THE TASK: Extract every line of the listing below and reproduce each one verbatim, in its original order.

Dataset excerpt:
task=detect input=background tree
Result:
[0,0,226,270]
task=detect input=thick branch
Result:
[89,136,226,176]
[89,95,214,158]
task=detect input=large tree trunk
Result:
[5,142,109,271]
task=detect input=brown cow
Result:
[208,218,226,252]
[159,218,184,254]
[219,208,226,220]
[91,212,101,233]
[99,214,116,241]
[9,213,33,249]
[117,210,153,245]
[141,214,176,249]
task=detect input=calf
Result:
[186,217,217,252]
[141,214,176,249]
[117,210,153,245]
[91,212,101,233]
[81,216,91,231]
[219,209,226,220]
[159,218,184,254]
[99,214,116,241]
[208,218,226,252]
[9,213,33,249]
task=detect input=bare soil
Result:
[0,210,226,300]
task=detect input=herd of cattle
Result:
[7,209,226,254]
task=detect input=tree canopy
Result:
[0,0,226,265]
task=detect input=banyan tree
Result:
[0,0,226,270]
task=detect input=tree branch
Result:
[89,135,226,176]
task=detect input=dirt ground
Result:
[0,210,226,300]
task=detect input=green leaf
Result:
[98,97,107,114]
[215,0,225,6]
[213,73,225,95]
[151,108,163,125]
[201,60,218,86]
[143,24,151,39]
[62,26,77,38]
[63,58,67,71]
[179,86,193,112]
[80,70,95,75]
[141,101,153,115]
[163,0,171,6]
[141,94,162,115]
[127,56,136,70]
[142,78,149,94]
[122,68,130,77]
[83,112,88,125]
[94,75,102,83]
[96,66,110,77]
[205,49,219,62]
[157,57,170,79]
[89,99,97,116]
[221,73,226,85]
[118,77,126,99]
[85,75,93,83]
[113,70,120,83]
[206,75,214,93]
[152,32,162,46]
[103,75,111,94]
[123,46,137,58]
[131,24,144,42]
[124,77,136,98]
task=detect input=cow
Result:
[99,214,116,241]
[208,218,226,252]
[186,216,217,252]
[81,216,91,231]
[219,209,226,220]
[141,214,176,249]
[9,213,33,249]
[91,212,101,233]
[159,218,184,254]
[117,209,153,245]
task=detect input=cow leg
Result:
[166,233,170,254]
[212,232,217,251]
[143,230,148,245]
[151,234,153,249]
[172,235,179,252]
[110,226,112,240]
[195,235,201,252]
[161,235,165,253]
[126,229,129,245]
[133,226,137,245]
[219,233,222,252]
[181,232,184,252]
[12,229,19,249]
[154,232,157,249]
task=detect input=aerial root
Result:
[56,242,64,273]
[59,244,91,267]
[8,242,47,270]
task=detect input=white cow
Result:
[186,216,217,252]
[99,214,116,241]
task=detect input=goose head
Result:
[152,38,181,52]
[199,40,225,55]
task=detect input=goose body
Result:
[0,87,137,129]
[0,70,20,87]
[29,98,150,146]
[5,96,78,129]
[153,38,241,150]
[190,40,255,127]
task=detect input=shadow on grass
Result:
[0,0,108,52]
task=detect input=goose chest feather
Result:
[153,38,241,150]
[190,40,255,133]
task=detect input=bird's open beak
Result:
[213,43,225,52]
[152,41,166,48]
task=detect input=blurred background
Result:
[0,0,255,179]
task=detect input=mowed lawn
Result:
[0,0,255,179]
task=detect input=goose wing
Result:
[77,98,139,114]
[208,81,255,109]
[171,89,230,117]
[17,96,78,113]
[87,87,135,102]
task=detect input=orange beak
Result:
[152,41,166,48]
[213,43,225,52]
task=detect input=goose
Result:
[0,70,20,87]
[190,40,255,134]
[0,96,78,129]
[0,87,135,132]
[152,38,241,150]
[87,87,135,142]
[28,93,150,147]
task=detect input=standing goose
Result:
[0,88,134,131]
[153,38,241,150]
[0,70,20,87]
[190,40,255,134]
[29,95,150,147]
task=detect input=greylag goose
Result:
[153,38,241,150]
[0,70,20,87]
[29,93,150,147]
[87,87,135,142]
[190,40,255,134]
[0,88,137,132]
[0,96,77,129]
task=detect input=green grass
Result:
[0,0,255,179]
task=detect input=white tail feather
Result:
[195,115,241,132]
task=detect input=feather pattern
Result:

EXERCISE RESULT:
task=detect input=background tree
Result:
[0,0,226,270]
task=detect input=thick branch
Result:
[89,136,226,176]
[89,95,214,158]
task=detect input=large tree trunk
Result:
[5,142,109,271]
task=detect input=brown cow
Result:
[208,218,226,252]
[159,218,184,254]
[219,208,226,220]
[91,212,101,233]
[99,214,116,241]
[9,213,33,249]
[117,210,153,245]
[141,214,176,249]
task=detect input=calf
Result:
[186,217,217,252]
[141,214,176,249]
[117,210,153,245]
[91,212,101,233]
[81,216,91,231]
[219,209,226,220]
[159,218,184,254]
[99,214,116,241]
[208,218,226,252]
[9,213,33,249]
task=detect input=bare soil
Result:
[0,210,226,300]
task=detect input=herd of cattle
Result:
[7,209,226,254]
task=detect input=tree canopy
Result:
[0,0,226,265]
task=detect input=banyan tree
Result:
[0,0,226,270]
task=detect input=tree branch
Result:
[89,135,226,176]
task=detect input=dirt ground
Result:
[0,210,226,300]
task=detect input=green leaf
Result:
[98,97,107,114]
[215,0,225,6]
[213,73,225,95]
[151,108,163,125]
[201,60,218,86]
[143,24,151,39]
[62,26,77,38]
[63,58,67,71]
[179,86,193,112]
[80,70,95,75]
[141,101,153,115]
[163,0,171,6]
[141,94,162,115]
[127,56,136,70]
[142,78,149,94]
[122,68,130,77]
[83,112,88,125]
[94,75,102,83]
[96,66,110,77]
[205,49,219,62]
[157,57,170,79]
[89,99,97,116]
[221,73,226,85]
[118,77,126,99]
[85,75,93,83]
[113,70,120,83]
[206,75,214,93]
[152,32,162,46]
[103,75,111,94]
[123,46,137,58]
[131,24,144,42]
[124,77,136,98]
task=detect input=cow
Result:
[99,214,116,241]
[208,218,226,252]
[186,216,217,252]
[81,216,91,231]
[219,209,226,220]
[141,214,176,249]
[9,213,33,249]
[91,212,101,233]
[159,218,184,254]
[117,209,153,245]
task=detect input=cow leg
Result:
[166,233,170,254]
[212,232,217,251]
[143,230,148,245]
[151,234,153,249]
[172,235,179,252]
[110,226,112,240]
[195,235,201,252]
[161,235,165,253]
[126,229,129,245]
[133,226,137,245]
[219,233,222,252]
[181,232,184,252]
[12,229,19,249]
[154,232,157,249]
task=detect input=aerial root
Result:
[56,242,64,273]
[59,244,91,267]
[8,242,47,270]
task=detect input=white cow
Result:
[186,216,217,252]
[99,214,116,241]
task=detect input=goose head
Result:
[152,38,181,52]
[199,40,225,55]
task=detect input=goose body
Result:
[0,87,137,129]
[0,70,20,87]
[29,98,150,146]
[5,96,78,129]
[153,38,241,150]
[190,40,255,127]
task=detect input=shadow on grass
Result:
[0,0,108,52]
task=detect input=goose chest feather
Result:
[153,38,241,150]
[190,40,255,133]
task=detect input=bird's open beak
Result:
[213,43,225,52]
[152,41,166,48]
task=detect input=blurred background
Result:
[0,0,255,179]
task=detect input=mowed lawn
Result:
[0,0,255,179]
task=detect input=goose wing
Result:
[77,98,139,114]
[208,81,255,109]
[171,89,230,117]
[17,96,78,113]
[87,87,135,102]
task=detect input=orange beak
Result:
[152,41,166,48]
[213,43,225,52]
task=detect input=goose
Result:
[0,70,20,87]
[190,40,255,134]
[0,96,78,129]
[0,87,135,132]
[152,38,241,150]
[87,87,135,142]
[28,93,150,147]
task=detect input=standing goose
Result:
[0,88,134,131]
[153,38,241,150]
[0,70,20,87]
[190,40,255,134]
[29,95,150,147]
task=detect input=greylag goose
Result:
[153,38,241,150]
[0,70,20,87]
[29,93,150,147]
[87,87,135,142]
[190,40,255,134]
[0,88,137,132]
[0,96,77,129]
task=detect input=green grass
Result:
[0,0,255,179]
task=detect input=white tail feather
Result:
[195,115,241,132]
task=detect input=feather pattern
Result:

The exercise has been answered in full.